Review: Cry Father

cry father book coverBenjamin Whitmer (co-author of Charlie Louvin's autobiography, Satan Is Real; Pike) stands squarely in that "rural noir" sub-genre niche of tweakers and trigger-happy drunks worked so effectively by Daniel Woodrell, Larry Brown and Rick Gavin. Whitmer's Cry Father is an accomplished, swaggering tale of battered-but-still-striving men living in the no-man's land of southeast Colorado. It's a male-centric story of fathers and sons whose women are ex-wives, girlfriends, baby mamas and nursemaids--but not much more. Nonetheless, Whitmer hardly needs them to tell his often-violent story of men hanging on to whatever slivers of redemption they can find.

______

== WHAT YOU HAVE TO DO ==
Return the passage of the Cry Father review starting with "Review: Cry Father" and going on through "they can find.", copied word for word.

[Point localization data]

______

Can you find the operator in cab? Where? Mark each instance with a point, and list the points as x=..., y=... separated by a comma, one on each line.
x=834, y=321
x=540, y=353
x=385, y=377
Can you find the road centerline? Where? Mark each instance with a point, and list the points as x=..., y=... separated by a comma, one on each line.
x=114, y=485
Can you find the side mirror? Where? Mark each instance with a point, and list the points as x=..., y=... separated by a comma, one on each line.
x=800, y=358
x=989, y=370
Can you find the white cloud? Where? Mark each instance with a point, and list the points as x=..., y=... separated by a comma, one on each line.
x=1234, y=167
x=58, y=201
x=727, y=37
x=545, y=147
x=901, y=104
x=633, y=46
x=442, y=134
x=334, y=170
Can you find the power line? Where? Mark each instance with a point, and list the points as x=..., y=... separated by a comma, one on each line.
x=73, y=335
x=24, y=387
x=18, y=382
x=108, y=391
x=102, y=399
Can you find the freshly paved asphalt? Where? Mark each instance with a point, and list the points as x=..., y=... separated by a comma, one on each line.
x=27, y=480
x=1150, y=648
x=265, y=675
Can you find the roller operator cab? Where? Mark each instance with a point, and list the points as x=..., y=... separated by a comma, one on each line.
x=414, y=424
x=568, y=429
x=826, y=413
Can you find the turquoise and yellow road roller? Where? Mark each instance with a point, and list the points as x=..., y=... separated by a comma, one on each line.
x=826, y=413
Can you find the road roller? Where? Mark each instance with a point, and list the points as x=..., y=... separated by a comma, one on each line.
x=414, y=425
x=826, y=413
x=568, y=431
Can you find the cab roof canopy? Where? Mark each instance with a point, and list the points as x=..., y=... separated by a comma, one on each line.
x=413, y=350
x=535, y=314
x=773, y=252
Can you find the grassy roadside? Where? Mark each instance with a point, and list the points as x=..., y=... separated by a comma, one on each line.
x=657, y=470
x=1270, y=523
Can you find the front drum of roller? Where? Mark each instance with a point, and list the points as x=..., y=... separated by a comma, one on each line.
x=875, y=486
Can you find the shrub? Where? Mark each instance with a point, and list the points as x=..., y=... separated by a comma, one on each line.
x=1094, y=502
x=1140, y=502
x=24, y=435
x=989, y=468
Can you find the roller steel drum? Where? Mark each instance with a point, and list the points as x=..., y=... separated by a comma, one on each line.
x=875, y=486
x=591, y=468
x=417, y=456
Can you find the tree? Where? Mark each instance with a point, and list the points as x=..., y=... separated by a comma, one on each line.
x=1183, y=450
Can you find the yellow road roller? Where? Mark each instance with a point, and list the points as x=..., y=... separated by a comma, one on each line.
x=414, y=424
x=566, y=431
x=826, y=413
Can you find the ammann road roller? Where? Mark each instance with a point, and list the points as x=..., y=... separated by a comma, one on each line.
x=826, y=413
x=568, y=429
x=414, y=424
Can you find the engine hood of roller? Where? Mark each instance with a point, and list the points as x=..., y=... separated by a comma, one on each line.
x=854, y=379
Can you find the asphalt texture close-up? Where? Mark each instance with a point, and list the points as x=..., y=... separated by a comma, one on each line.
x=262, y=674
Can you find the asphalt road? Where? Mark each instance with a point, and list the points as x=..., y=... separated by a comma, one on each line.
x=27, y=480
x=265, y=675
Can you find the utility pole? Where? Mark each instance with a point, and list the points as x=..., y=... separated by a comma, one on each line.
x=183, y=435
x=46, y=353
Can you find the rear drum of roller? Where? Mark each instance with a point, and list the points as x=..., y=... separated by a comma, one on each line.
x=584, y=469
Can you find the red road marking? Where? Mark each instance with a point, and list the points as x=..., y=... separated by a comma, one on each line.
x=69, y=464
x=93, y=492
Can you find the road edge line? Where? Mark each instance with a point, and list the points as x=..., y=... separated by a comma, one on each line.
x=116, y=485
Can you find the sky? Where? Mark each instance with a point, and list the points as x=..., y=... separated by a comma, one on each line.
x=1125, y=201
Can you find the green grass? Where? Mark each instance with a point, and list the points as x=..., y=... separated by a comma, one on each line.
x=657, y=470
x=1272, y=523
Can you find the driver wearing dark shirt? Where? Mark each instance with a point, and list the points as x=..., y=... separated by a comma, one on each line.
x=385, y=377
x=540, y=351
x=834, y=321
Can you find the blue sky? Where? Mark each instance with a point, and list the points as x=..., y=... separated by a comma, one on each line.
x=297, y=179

______

== RESPONSE BOX ==
Review: Cry Father

cry father book coverBenjamin Whitmer (co-author of Charlie Louvin's autobiography, Satan Is Real; Pike) stands squarely in that "rural noir" sub-genre niche of tweakers and trigger-happy drunks worked so effectively by Daniel Woodrell, Larry Brown and Rick Gavin. Whitmer's Cry Father is an accomplished, swaggering tale of battered-but-still-striving men living in the no-man's land of southeast Colorado. It's a male-centric story of fathers and sons whose women are ex-wives, girlfriends, baby mamas and nursemaids--but not much more. Nonetheless, Whitmer hardly needs them to tell his often-violent story of men hanging on to whatever slivers of redemption they can find.